_Part of a data file_

* * *

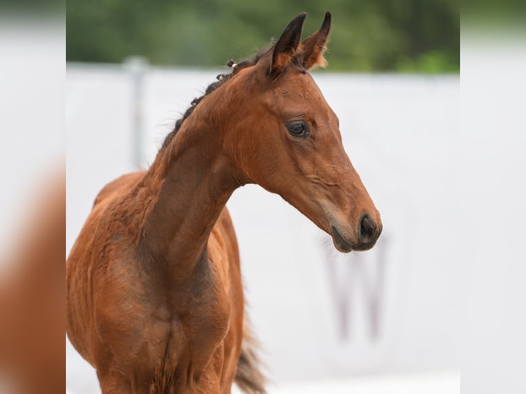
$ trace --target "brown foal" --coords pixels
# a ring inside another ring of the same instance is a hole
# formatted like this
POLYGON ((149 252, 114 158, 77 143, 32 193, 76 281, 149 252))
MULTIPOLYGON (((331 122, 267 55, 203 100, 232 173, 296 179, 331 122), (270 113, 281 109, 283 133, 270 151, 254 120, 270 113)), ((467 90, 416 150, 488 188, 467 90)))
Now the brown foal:
POLYGON ((225 204, 257 183, 332 237, 374 245, 380 214, 307 72, 325 65, 330 14, 306 14, 270 49, 231 65, 178 121, 146 172, 107 185, 67 262, 68 336, 102 392, 264 393, 244 317, 225 204))

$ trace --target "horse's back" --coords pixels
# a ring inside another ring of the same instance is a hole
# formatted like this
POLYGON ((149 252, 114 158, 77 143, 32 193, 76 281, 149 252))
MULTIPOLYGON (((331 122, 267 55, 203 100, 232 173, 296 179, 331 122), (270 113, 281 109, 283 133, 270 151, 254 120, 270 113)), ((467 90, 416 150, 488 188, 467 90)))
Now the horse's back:
MULTIPOLYGON (((98 294, 100 296, 99 293, 111 293, 118 290, 106 288, 110 286, 111 275, 100 273, 111 272, 108 268, 111 266, 126 266, 128 257, 125 256, 131 248, 115 244, 123 240, 118 236, 118 224, 113 222, 112 216, 115 211, 124 209, 122 197, 137 185, 141 176, 141 173, 128 174, 102 188, 67 262, 68 336, 79 353, 94 367, 98 364, 95 359, 99 358, 94 354, 99 351, 94 349, 100 345, 98 343, 101 327, 98 327, 97 323, 100 318, 100 314, 97 312, 98 294), (115 261, 117 259, 119 261, 115 261), (104 283, 99 283, 101 280, 104 283)), ((231 381, 241 349, 243 294, 238 243, 226 208, 220 213, 211 233, 208 255, 209 263, 220 278, 220 283, 231 305, 230 329, 225 338, 225 347, 230 351, 225 351, 225 355, 229 356, 224 360, 225 373, 222 378, 231 381)), ((118 297, 110 298, 117 302, 118 297)))

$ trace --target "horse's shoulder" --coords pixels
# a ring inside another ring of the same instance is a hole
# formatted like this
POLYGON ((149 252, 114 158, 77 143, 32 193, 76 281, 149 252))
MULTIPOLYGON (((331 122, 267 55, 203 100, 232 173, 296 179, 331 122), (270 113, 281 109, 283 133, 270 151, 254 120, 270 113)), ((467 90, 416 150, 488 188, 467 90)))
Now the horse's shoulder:
POLYGON ((131 172, 130 174, 122 175, 119 178, 107 183, 102 189, 99 192, 97 197, 95 197, 95 201, 93 202, 93 207, 110 197, 124 193, 142 176, 142 172, 131 172))

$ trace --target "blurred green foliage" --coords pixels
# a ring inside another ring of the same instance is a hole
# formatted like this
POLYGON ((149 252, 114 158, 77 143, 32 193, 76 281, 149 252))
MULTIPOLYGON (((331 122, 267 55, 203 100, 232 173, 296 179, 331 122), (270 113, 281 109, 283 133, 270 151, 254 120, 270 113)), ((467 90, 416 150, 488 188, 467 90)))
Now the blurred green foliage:
POLYGON ((330 69, 458 72, 457 0, 69 0, 67 59, 209 67, 278 38, 302 11, 304 36, 332 14, 330 69))

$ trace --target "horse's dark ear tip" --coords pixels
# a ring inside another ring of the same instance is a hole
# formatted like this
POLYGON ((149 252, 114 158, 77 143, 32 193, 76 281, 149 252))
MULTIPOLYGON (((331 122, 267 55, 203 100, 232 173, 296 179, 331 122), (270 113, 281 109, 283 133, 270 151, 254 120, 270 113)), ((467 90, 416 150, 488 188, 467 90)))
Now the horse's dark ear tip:
POLYGON ((305 21, 305 19, 307 17, 307 13, 306 12, 301 12, 301 14, 299 14, 295 18, 295 19, 298 21, 301 21, 302 22, 305 21))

* * *

_Directions for this task_
Reproduce all entries exactly. Pictures do not belong in the copy.

_Output of the exercise_
$ trace --target "brown foal" --coords pixels
# a ring inside another ring of the same instance is a hole
# formatted like this
POLYGON ((149 252, 114 158, 77 143, 32 193, 76 281, 149 252))
MULTIPOLYGON (((331 122, 267 55, 203 100, 232 173, 296 179, 331 122), (270 113, 281 109, 283 133, 270 151, 254 120, 270 113)), ((467 90, 416 150, 488 188, 467 90)))
Now the brown foal:
POLYGON ((225 204, 257 183, 332 237, 374 245, 380 214, 307 72, 325 65, 330 14, 306 14, 270 49, 231 65, 178 121, 146 172, 107 185, 67 262, 68 336, 102 392, 264 393, 244 317, 225 204))

$ trace --target "horse's back" --coords pixels
# a ring inside another ring of the same instance is a hole
# formatted like this
POLYGON ((149 252, 114 158, 77 143, 32 193, 76 281, 149 252))
MULTIPOLYGON (((331 122, 267 55, 203 100, 232 173, 296 179, 331 122), (270 113, 281 109, 283 133, 270 151, 254 120, 270 113)), ((467 90, 416 150, 488 188, 467 90)))
Now the horse's back:
MULTIPOLYGON (((98 294, 100 296, 99 293, 111 293, 118 290, 106 288, 110 286, 111 275, 100 273, 111 272, 108 268, 111 266, 126 266, 128 257, 125 256, 131 248, 115 244, 123 240, 118 236, 118 224, 113 222, 112 216, 115 211, 124 209, 122 197, 137 185, 141 176, 141 173, 128 174, 102 188, 67 262, 68 336, 79 353, 94 367, 98 364, 95 359, 99 358, 94 354, 99 351, 94 349, 100 345, 98 343, 101 327, 98 327, 97 323, 100 318, 100 314, 97 312, 98 294), (115 261, 117 259, 119 261, 115 261), (104 283, 99 283, 101 280, 104 283)), ((231 381, 241 349, 243 294, 238 243, 226 208, 220 213, 211 233, 208 255, 209 263, 220 278, 220 283, 231 305, 230 329, 225 338, 225 347, 230 351, 225 351, 225 355, 229 356, 224 360, 225 373, 222 378, 231 381)), ((118 297, 110 298, 117 302, 118 297)))

$ trace --target "horse's shoulder" --coords pixels
# a ring inside another ring of the same instance is a hole
# formatted like this
POLYGON ((149 252, 114 158, 77 143, 32 193, 76 281, 149 252))
MULTIPOLYGON (((331 122, 267 55, 203 100, 232 173, 296 179, 331 122), (270 113, 281 109, 283 133, 270 151, 254 120, 270 113)), ((467 90, 416 150, 488 188, 467 90)))
Now the horse's shoulder:
POLYGON ((131 172, 130 174, 122 175, 119 178, 107 183, 102 189, 99 192, 97 197, 95 197, 95 201, 93 202, 93 207, 110 197, 124 193, 142 176, 142 172, 131 172))

$ trace --target "blurred green foliage" --coords pixels
# a ring inside another ring of the same instance is a hole
# formatted like this
POLYGON ((149 252, 114 158, 77 143, 32 193, 76 281, 149 252))
MULTIPOLYGON (((331 122, 267 55, 203 100, 232 173, 296 179, 331 122), (270 113, 281 109, 283 133, 270 151, 254 120, 270 113)), ((467 90, 416 150, 488 188, 467 90)))
Now the blurred green foliage:
POLYGON ((330 69, 458 72, 457 0, 69 0, 67 59, 209 67, 278 38, 302 11, 304 36, 332 14, 330 69))

$ trace --target "horse's dark ear tip" --coords pixels
# a ring inside another ring of the same instance is a hole
# formatted like this
POLYGON ((149 252, 114 158, 77 143, 32 193, 76 281, 149 252))
MULTIPOLYGON (((331 122, 267 55, 203 100, 232 173, 296 179, 331 122), (270 113, 281 109, 283 133, 270 151, 254 120, 270 113)), ((467 90, 416 150, 488 188, 467 90)))
Now the horse's dark ear tip:
POLYGON ((305 21, 305 19, 307 17, 307 13, 306 12, 301 12, 301 14, 299 14, 295 18, 295 19, 298 21, 301 21, 302 22, 305 21))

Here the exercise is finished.